BEGIN

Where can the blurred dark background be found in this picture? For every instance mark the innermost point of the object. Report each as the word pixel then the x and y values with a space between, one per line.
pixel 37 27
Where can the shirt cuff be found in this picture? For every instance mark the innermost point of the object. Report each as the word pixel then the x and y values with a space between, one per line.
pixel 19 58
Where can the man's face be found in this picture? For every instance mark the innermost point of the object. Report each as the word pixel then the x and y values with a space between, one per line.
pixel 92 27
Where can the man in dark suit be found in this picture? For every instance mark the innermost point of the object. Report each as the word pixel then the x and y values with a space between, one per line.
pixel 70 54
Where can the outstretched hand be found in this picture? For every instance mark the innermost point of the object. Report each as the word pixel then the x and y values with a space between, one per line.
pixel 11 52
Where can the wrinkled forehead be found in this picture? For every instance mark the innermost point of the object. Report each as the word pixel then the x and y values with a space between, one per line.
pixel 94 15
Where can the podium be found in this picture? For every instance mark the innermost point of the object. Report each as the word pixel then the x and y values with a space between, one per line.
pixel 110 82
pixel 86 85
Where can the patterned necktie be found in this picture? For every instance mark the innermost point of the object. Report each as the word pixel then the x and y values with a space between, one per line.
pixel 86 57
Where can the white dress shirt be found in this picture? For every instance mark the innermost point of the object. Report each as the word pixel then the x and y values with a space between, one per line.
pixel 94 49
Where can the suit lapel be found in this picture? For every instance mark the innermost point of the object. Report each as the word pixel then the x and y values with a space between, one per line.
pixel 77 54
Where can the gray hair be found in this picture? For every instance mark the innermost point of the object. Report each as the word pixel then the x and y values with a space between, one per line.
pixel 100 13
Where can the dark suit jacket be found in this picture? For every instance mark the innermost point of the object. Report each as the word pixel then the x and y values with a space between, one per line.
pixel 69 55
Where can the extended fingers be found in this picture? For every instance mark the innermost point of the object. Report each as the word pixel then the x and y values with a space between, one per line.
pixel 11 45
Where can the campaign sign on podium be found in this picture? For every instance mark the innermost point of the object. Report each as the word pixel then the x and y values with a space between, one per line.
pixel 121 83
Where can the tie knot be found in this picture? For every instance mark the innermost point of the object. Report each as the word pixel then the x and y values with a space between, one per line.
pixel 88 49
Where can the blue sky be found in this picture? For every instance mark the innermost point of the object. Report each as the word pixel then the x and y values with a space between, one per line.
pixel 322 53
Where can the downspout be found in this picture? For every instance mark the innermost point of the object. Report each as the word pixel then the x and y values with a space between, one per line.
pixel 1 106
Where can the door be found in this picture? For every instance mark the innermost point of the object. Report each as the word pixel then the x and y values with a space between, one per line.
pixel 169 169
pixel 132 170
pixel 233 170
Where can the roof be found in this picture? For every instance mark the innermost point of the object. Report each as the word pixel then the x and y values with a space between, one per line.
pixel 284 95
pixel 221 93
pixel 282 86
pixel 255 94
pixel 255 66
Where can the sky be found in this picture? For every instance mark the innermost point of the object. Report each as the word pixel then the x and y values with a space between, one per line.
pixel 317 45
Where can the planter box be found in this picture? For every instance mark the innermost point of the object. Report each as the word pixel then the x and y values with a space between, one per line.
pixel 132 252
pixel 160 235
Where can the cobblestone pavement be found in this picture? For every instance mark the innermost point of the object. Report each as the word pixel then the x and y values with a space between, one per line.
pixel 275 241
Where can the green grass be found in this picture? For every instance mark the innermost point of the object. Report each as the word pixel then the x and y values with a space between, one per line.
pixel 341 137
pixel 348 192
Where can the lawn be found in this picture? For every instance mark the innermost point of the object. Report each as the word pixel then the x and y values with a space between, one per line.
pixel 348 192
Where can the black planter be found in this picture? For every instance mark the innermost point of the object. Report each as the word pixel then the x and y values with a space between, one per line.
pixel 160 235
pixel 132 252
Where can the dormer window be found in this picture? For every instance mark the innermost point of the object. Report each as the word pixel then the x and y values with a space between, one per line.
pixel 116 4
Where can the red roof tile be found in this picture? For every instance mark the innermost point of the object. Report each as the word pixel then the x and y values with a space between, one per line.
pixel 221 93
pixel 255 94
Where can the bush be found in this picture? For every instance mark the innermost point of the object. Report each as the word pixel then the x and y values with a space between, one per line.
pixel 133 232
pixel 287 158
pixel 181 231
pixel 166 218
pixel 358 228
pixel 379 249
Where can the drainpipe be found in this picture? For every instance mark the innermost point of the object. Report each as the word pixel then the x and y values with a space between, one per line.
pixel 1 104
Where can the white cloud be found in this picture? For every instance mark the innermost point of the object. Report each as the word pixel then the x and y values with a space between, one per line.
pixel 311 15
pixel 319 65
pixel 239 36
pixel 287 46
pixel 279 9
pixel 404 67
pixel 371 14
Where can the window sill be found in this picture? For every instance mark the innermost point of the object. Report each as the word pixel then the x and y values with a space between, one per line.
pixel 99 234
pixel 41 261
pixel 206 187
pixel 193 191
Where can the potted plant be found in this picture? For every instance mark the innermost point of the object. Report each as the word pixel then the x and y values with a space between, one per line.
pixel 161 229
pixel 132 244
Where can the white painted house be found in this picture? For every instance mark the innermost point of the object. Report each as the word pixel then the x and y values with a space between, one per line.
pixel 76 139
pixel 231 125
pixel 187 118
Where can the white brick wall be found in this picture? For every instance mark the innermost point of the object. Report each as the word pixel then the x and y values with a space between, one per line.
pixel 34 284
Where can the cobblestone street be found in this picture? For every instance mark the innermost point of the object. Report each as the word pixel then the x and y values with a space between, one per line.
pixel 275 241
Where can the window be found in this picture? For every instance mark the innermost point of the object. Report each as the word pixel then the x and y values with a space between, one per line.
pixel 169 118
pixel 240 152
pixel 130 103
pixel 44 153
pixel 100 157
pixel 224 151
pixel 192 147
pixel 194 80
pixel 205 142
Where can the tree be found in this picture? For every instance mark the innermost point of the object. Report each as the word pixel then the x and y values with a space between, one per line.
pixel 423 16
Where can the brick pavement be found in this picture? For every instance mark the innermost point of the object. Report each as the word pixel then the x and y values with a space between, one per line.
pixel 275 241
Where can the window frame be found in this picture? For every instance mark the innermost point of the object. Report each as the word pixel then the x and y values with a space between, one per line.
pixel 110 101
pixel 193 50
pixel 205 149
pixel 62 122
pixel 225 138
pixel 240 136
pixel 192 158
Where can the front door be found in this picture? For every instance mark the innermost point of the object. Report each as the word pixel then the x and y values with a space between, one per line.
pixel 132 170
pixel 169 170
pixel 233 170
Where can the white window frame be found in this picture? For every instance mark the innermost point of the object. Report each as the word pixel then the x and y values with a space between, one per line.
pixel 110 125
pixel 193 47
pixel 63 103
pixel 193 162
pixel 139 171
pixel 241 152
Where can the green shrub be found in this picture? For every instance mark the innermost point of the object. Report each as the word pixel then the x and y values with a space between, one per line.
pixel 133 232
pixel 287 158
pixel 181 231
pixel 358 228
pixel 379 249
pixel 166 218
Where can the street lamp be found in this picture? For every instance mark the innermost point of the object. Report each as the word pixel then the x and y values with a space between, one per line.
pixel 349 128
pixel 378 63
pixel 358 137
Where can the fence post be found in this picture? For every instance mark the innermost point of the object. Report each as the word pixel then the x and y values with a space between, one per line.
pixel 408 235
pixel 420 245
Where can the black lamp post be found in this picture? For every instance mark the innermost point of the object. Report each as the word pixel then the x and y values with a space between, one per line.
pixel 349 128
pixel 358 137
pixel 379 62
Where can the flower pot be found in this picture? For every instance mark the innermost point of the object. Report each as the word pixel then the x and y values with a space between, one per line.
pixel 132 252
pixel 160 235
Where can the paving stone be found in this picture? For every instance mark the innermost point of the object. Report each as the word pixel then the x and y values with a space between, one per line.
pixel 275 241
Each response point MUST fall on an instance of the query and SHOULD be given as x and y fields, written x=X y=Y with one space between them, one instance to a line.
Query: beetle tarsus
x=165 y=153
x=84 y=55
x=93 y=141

END

Your reply should be nothing but the lines from the one containing "Each response point" through the last line above, copied exactly; please include both ends.

▶ _Solved problem_:
Each response point MUST fall on an instance of the query and SHOULD be given as x and y fields, written x=X y=Y with one space between them, one instance to a line.
Query: beetle tarsus
x=165 y=153
x=84 y=55
x=93 y=141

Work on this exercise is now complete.